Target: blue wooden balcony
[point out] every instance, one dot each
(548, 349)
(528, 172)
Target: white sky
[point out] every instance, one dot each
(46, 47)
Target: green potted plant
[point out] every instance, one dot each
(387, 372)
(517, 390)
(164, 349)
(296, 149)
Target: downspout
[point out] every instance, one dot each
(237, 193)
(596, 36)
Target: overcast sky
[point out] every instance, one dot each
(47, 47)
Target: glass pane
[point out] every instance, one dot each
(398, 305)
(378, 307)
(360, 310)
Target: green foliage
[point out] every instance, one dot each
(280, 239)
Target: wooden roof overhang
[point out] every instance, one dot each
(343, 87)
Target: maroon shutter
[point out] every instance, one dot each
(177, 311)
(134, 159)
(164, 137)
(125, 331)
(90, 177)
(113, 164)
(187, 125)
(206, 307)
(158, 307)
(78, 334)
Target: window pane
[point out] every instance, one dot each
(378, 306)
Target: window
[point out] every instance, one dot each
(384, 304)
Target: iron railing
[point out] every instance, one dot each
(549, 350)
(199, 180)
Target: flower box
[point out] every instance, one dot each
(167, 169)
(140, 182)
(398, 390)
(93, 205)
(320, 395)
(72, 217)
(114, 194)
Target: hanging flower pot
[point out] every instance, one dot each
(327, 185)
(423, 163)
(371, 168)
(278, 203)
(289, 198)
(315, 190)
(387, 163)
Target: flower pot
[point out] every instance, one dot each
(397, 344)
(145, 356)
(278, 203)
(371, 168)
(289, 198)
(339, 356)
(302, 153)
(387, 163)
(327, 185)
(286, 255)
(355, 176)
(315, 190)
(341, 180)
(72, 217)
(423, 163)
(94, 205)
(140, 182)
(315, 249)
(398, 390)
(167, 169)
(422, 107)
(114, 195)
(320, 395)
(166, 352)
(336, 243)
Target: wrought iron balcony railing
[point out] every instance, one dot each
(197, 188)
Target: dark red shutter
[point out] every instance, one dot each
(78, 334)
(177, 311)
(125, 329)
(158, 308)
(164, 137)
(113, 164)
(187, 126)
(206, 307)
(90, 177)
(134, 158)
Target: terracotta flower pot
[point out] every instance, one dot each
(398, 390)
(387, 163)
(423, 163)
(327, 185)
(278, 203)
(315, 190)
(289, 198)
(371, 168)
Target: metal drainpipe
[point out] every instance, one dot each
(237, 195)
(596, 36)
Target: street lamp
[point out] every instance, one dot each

**Brief**:
Transcribe, exactly and without additions, the lines of the records above, beginning with the line that contains "Target: downspout" and ending with the line that contains "Target: hanging flower pot", both included.

**Output**:
Target: downspout
[point out] every instance, one dot each
(237, 193)
(596, 36)
Target: overcast sky
[point out] every instance, one dot each
(47, 47)
Target: glass pane
[point out] every instance, one dot each
(398, 305)
(378, 307)
(360, 310)
Target: green foliage
[point out] every instance, one dot each
(280, 239)
Target: wooden roof overhang
[point out] every instance, one dot each
(343, 87)
Target: maroon shutter
[point out] every instance, one dot each
(177, 311)
(134, 159)
(164, 137)
(125, 331)
(90, 177)
(113, 164)
(187, 125)
(206, 307)
(158, 307)
(78, 334)
Target: window pane
[point out] every instance, one dot each
(378, 306)
Target: window
[point out] every instance, one dot each
(384, 304)
Target: iron railing
[point out] every instance, one dot each
(549, 350)
(199, 180)
Target: flower box
[point out] every instance, one dot each
(167, 169)
(140, 182)
(398, 390)
(93, 205)
(320, 395)
(72, 217)
(114, 194)
Target: hanging flower pot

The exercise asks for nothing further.